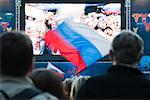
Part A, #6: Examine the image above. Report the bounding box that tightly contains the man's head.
[0,31,33,77]
[110,30,144,66]
[104,27,113,36]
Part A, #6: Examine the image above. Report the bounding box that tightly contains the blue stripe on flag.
[56,21,102,67]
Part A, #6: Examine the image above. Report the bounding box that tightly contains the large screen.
[25,3,122,55]
[131,0,150,55]
[0,0,15,33]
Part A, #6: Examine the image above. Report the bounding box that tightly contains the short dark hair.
[0,31,33,77]
[111,30,144,64]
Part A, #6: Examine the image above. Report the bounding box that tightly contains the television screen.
[21,0,125,62]
[24,2,123,56]
[0,0,15,33]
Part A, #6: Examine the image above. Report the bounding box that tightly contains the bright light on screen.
[25,3,121,55]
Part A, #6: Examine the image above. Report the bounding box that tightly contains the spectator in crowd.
[76,30,150,99]
[0,31,58,100]
[62,76,90,100]
[104,27,113,36]
[69,76,90,100]
[29,68,64,99]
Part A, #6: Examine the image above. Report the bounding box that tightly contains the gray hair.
[111,30,144,65]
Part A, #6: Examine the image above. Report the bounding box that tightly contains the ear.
[109,50,114,61]
[27,58,34,74]
[137,51,143,62]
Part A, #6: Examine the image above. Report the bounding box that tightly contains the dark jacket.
[76,65,150,99]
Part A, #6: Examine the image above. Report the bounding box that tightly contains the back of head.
[111,30,144,65]
[0,31,33,77]
[29,69,64,98]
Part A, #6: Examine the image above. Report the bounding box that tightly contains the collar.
[0,76,34,84]
[0,76,35,97]
[108,65,144,76]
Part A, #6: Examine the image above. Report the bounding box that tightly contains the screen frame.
[20,0,126,62]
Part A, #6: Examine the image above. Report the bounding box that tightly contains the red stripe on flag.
[44,30,86,72]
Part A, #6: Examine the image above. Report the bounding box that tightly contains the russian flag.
[44,20,111,73]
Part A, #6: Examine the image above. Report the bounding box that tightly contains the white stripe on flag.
[47,62,64,74]
[66,20,111,57]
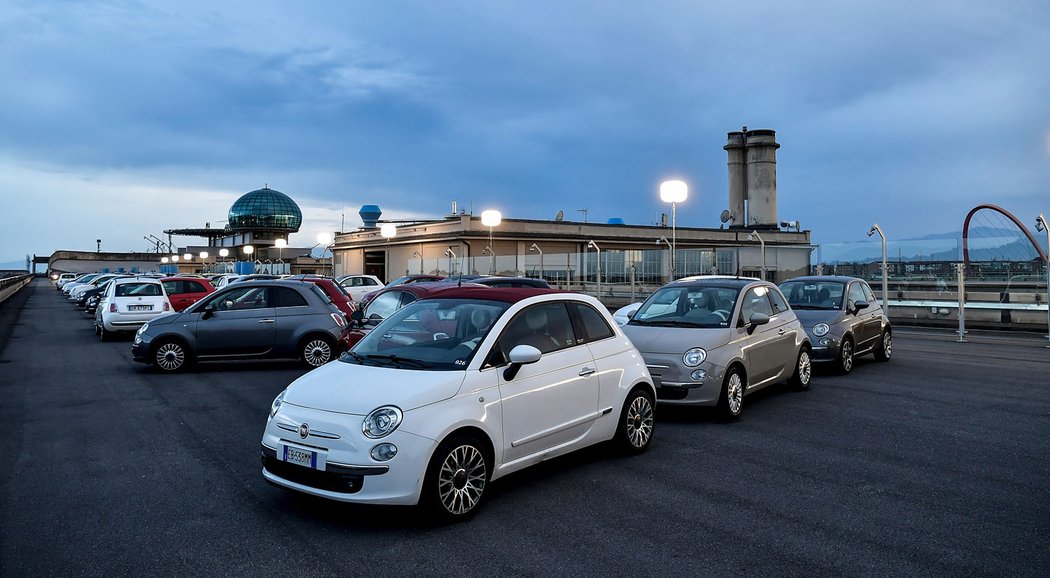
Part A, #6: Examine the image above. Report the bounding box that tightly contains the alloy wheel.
[436,444,487,516]
[624,394,654,448]
[841,340,854,373]
[302,339,332,367]
[797,350,812,386]
[155,342,185,372]
[726,372,743,415]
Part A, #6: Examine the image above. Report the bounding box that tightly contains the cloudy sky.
[1,0,1048,265]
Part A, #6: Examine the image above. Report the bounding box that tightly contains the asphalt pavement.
[1,279,1047,576]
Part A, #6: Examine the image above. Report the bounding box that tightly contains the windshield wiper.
[364,354,431,369]
[642,320,708,328]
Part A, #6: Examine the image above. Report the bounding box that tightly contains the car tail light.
[331,313,346,328]
[163,302,170,311]
[109,303,117,313]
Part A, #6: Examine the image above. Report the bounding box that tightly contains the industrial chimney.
[725,128,780,228]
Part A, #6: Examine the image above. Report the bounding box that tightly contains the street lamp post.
[219,248,230,273]
[656,236,671,282]
[1036,213,1049,346]
[747,230,766,280]
[481,210,501,275]
[444,247,457,277]
[274,238,287,274]
[412,251,423,274]
[659,180,688,280]
[529,243,544,281]
[867,224,888,311]
[199,252,209,274]
[243,245,254,273]
[381,224,397,282]
[316,233,334,277]
[588,240,601,297]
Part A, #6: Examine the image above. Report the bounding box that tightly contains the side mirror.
[503,344,542,381]
[747,312,770,334]
[202,304,216,320]
[350,310,364,325]
[854,300,870,312]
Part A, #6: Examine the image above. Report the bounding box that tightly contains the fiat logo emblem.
[298,423,310,438]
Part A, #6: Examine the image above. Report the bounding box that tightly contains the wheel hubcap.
[799,351,811,384]
[437,444,486,515]
[884,335,892,357]
[727,374,743,414]
[625,395,654,448]
[156,343,184,370]
[842,343,853,371]
[304,340,331,367]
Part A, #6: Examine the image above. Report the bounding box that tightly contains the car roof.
[781,276,861,283]
[112,276,162,284]
[416,285,568,304]
[665,276,764,289]
[160,276,213,282]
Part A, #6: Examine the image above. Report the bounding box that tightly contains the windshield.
[629,285,739,328]
[342,298,509,371]
[779,281,844,310]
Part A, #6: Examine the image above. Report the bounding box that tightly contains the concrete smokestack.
[723,131,747,227]
[744,129,780,227]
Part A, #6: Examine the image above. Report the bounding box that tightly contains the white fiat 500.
[95,277,173,341]
[261,286,655,520]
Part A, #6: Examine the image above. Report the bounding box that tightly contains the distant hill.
[822,227,1048,264]
[0,260,29,271]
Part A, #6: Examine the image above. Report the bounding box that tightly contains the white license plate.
[128,304,152,311]
[279,444,327,470]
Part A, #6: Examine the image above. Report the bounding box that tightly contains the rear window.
[116,283,162,297]
[308,284,331,304]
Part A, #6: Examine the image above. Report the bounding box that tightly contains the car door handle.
[778,329,786,336]
[579,367,596,377]
[258,319,275,324]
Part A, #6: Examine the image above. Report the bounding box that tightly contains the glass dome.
[228,187,303,232]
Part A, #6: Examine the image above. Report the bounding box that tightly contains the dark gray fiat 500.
[132,280,346,372]
[778,276,891,374]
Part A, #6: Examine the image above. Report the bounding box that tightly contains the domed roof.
[228,186,302,232]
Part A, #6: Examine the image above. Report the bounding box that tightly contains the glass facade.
[228,187,303,231]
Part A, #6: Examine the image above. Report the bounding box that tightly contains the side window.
[739,287,774,324]
[768,288,790,314]
[214,287,270,311]
[365,291,402,320]
[364,278,378,286]
[571,303,615,343]
[847,283,867,309]
[162,281,178,294]
[861,282,878,303]
[188,281,207,294]
[498,302,577,356]
[400,292,417,307]
[272,287,308,308]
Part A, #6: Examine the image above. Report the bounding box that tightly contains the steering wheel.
[712,309,731,322]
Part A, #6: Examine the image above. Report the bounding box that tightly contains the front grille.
[262,455,364,494]
[656,386,689,401]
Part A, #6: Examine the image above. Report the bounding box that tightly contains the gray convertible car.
[622,276,811,418]
[778,276,891,374]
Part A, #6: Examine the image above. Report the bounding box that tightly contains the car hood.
[283,360,465,415]
[622,324,733,354]
[792,309,845,327]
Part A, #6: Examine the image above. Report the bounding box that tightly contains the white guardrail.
[0,274,33,306]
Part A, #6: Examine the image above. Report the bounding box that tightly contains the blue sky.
[1,0,1048,265]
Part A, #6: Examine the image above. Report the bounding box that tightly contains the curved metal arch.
[962,204,1047,271]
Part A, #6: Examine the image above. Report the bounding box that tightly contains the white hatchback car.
[261,286,656,520]
[95,277,173,341]
[336,274,385,304]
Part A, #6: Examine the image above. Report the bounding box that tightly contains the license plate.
[128,304,152,311]
[279,443,326,470]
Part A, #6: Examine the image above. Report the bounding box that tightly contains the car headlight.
[683,347,707,367]
[136,323,149,335]
[813,323,830,336]
[270,390,286,418]
[363,406,403,439]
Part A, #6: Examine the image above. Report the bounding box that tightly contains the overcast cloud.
[1,0,1048,264]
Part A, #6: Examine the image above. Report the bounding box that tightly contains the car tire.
[838,337,854,374]
[717,367,745,419]
[300,336,335,368]
[614,387,655,454]
[789,347,812,390]
[99,325,110,342]
[422,433,489,522]
[873,330,892,362]
[153,339,190,373]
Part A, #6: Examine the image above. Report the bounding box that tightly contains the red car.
[359,274,446,305]
[294,277,356,320]
[339,281,485,351]
[160,277,215,312]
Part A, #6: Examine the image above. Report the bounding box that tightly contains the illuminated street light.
[481,210,501,274]
[161,257,169,264]
[183,253,192,261]
[171,255,179,263]
[199,252,208,260]
[315,233,334,276]
[659,180,688,279]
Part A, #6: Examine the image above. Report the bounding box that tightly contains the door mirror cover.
[854,300,870,312]
[748,312,771,327]
[503,344,542,381]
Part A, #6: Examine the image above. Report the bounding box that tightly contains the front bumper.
[642,352,726,406]
[808,333,842,362]
[260,403,437,505]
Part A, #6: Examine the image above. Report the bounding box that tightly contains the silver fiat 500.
[777,276,892,374]
[622,276,812,418]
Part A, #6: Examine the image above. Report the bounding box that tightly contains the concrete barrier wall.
[0,275,33,306]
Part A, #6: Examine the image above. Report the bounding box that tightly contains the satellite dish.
[720,210,733,224]
[555,210,564,221]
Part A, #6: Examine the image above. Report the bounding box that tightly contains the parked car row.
[52,272,891,522]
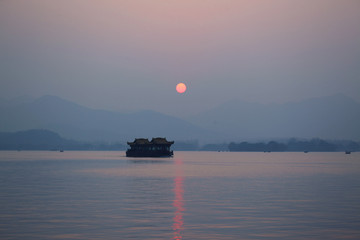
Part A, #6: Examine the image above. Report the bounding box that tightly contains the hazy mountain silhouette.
[188,94,360,141]
[0,129,128,150]
[0,129,65,145]
[0,95,213,141]
[1,94,359,142]
[0,129,73,150]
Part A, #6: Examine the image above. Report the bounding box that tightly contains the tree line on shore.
[228,139,359,152]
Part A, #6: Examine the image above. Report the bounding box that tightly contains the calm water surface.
[0,151,360,239]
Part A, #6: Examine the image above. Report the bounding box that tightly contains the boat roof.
[127,137,174,145]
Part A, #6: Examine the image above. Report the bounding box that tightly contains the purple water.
[0,151,359,239]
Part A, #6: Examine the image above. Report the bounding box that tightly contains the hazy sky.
[1,0,360,116]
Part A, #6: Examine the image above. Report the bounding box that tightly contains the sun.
[176,83,187,94]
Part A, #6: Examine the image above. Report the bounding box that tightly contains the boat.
[126,137,174,157]
[345,151,351,154]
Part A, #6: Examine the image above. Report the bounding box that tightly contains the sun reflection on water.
[173,158,184,240]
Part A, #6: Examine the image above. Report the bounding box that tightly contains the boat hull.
[126,150,173,158]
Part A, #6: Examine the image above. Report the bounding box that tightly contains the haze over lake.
[1,1,360,117]
[1,151,360,239]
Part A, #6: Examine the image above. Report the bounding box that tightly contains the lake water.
[0,151,360,239]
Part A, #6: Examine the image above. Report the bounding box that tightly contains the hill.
[0,129,70,150]
[0,129,126,150]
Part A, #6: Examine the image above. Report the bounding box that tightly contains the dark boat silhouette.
[126,138,174,157]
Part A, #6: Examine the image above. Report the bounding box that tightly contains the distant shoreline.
[1,129,359,152]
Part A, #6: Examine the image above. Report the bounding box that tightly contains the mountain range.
[1,94,359,142]
[0,95,213,142]
[188,94,360,141]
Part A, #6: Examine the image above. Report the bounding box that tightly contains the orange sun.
[176,83,187,94]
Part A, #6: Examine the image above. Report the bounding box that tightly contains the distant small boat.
[304,151,308,153]
[60,149,64,152]
[345,151,351,154]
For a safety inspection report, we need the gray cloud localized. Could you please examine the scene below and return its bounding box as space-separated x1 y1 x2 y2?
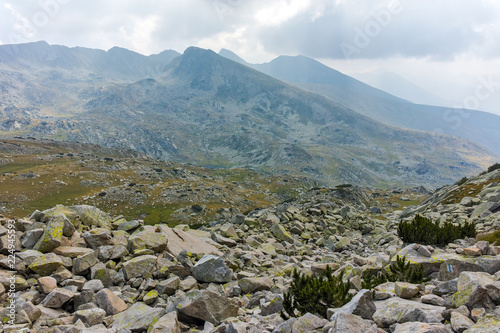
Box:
255 0 500 60
0 0 499 62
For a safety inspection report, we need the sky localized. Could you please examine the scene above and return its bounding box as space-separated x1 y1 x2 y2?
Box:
1 0 500 114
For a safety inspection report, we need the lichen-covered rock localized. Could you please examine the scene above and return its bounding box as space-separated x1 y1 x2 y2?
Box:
28 253 63 276
41 287 74 308
128 225 168 253
72 250 98 274
150 311 181 333
270 223 294 243
449 271 499 309
291 312 329 332
395 282 419 299
327 313 378 333
122 255 157 280
73 308 107 327
32 216 64 253
192 255 232 283
82 228 112 249
95 288 127 315
111 302 164 331
373 297 445 327
42 205 114 229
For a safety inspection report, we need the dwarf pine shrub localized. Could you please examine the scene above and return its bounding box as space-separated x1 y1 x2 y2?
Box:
281 266 352 319
397 214 476 246
362 255 426 290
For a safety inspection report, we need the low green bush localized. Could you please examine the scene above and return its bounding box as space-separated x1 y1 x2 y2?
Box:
281 266 352 319
397 214 476 246
362 255 426 290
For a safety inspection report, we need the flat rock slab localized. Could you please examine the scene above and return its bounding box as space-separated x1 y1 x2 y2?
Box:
373 297 445 327
112 302 164 331
52 246 94 258
158 225 221 257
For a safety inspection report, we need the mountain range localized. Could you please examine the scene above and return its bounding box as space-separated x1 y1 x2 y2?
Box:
0 41 497 187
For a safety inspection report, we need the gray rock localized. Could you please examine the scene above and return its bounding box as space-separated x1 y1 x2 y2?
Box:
270 223 294 243
82 228 112 250
292 312 329 332
433 278 458 295
330 289 376 321
21 228 44 249
150 311 181 333
328 313 378 333
128 225 168 253
420 294 445 307
122 255 157 280
450 311 474 333
32 216 65 253
112 302 164 331
192 255 232 283
392 322 449 333
239 277 274 294
156 276 180 295
373 297 445 327
73 308 107 327
28 253 63 276
261 295 284 316
395 282 419 299
175 290 239 325
95 288 127 315
41 287 74 308
72 250 98 275
450 271 498 309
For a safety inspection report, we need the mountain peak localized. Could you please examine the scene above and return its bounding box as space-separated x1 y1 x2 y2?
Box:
218 49 249 66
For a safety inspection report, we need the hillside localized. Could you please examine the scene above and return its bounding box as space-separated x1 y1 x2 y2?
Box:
0 138 313 224
219 51 500 157
2 161 500 332
0 43 496 187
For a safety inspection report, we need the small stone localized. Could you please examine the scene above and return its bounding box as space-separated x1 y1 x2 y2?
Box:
38 276 58 294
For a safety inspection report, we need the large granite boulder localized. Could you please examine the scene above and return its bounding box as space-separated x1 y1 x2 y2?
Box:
192 255 232 283
174 290 239 325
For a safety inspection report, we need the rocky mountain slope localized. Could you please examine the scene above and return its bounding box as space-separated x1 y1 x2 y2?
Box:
1 166 499 332
219 49 500 157
0 42 496 187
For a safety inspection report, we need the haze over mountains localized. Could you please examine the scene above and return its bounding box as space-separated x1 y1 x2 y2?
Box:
0 41 497 187
218 49 500 157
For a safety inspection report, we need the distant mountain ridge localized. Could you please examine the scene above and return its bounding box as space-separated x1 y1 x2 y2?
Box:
0 42 497 187
218 50 500 156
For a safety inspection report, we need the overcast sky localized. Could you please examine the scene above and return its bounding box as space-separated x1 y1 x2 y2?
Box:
1 0 500 113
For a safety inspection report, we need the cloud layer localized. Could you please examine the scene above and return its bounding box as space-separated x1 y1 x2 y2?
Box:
1 0 499 62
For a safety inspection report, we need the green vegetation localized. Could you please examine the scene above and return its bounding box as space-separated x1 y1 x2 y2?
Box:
281 266 352 319
397 215 476 246
483 163 500 174
362 255 427 290
455 177 468 186
477 230 500 246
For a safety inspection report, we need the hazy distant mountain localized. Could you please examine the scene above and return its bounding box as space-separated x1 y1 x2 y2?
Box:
219 51 500 156
351 70 451 107
0 42 496 187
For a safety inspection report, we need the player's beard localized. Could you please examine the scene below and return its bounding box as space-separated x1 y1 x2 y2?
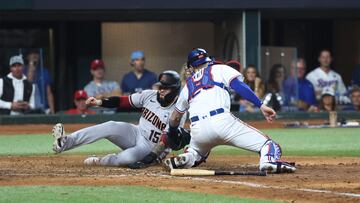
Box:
157 90 178 107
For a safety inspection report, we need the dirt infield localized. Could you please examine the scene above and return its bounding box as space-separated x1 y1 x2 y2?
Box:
0 155 359 203
1 121 360 203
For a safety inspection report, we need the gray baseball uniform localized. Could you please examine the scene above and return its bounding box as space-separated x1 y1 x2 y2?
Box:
59 90 178 166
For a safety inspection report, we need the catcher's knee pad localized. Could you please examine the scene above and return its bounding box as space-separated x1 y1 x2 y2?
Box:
260 140 282 163
259 140 296 173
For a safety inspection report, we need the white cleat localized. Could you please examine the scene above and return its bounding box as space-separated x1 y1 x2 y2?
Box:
260 162 296 174
163 156 187 170
52 123 66 153
84 156 100 166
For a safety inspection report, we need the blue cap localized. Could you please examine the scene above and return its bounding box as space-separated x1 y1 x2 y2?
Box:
131 50 145 61
187 48 212 67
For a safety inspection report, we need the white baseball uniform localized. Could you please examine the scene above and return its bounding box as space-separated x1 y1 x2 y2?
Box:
59 90 180 166
175 64 270 168
306 67 347 100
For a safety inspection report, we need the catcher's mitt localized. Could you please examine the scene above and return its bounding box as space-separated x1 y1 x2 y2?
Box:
166 127 191 151
128 128 191 169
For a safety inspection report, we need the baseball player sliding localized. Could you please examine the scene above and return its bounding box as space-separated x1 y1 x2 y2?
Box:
161 48 296 173
51 70 186 166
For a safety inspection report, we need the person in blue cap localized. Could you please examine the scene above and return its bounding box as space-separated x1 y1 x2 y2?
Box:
120 51 157 94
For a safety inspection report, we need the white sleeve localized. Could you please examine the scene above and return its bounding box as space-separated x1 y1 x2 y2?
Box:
29 84 36 109
129 90 153 108
175 86 189 113
0 79 12 109
305 72 316 87
337 75 347 95
215 65 243 87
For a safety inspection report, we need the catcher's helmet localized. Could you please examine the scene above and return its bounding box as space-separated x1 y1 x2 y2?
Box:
187 48 212 67
156 70 181 107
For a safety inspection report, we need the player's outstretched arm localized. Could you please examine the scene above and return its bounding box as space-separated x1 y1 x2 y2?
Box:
229 78 276 122
229 77 263 108
85 97 102 106
86 96 132 109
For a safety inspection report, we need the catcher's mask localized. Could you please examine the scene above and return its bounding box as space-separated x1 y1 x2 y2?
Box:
156 70 181 107
187 48 212 68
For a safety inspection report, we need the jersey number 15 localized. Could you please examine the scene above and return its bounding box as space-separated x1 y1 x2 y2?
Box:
149 130 161 143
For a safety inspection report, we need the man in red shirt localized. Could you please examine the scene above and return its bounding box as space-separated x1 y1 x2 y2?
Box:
65 90 96 115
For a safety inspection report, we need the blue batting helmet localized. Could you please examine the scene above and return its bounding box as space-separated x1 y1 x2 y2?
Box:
187 48 212 67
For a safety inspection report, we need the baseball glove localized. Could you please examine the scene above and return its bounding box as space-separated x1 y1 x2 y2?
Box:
128 128 191 169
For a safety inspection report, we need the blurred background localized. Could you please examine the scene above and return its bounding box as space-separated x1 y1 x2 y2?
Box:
1 0 360 117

══════════════════════════════

**GOAL OF THE EXERCISE:** Although the records above contain pictures, the copy should not; retype exactly the lines from the one containing "the lake water." through the one containing "For a safety inspection report, we need the lichen-covered".

**RESULT OF THE EXERCISE:**
Part A, #6: Examine the image above. Report the bounding box that tightly contains the lake water.
[0,151,360,239]
Part A, #6: Examine the image above. Report the bounding box that tightly contains the hill.
[0,129,70,150]
[0,129,126,150]
Part A, #6: Examine the image above. Report the bounding box that tightly contains the dark boat silhouette.
[126,138,174,157]
Part A, #6: Examine the image above. Report the bounding box that tightly contains the distant shoreline.
[1,129,359,152]
Part A, #6: Examine the image above. Report the bounding box that tightly contains the mountain range.
[1,94,359,142]
[0,95,213,142]
[188,94,360,141]
Part A, #6: Examine the image above. Report the bounding box that tightly contains the orange sun.
[176,83,187,94]
Part A, #6: Examine the image above. Report the bounding box that tightly contains the distant small boat.
[304,151,308,153]
[60,149,64,152]
[345,151,351,154]
For a safety inspection report, we need the gray cloud localized. Could you please examine the scene below and return its bounding box as space-separated x1 y1 x2 y2?
Box:
255 0 500 60
0 0 499 62
For a safety inspection report, we need the sky localized. Could you please examine the scene above and return its bounding box as space-separated x1 y1 x2 y2?
Box:
1 0 500 114
For a safety inspection report, we need the lichen-covered rock localized. Could you please examine the scene above and return its bounding box as space-separated x1 y1 x2 y2?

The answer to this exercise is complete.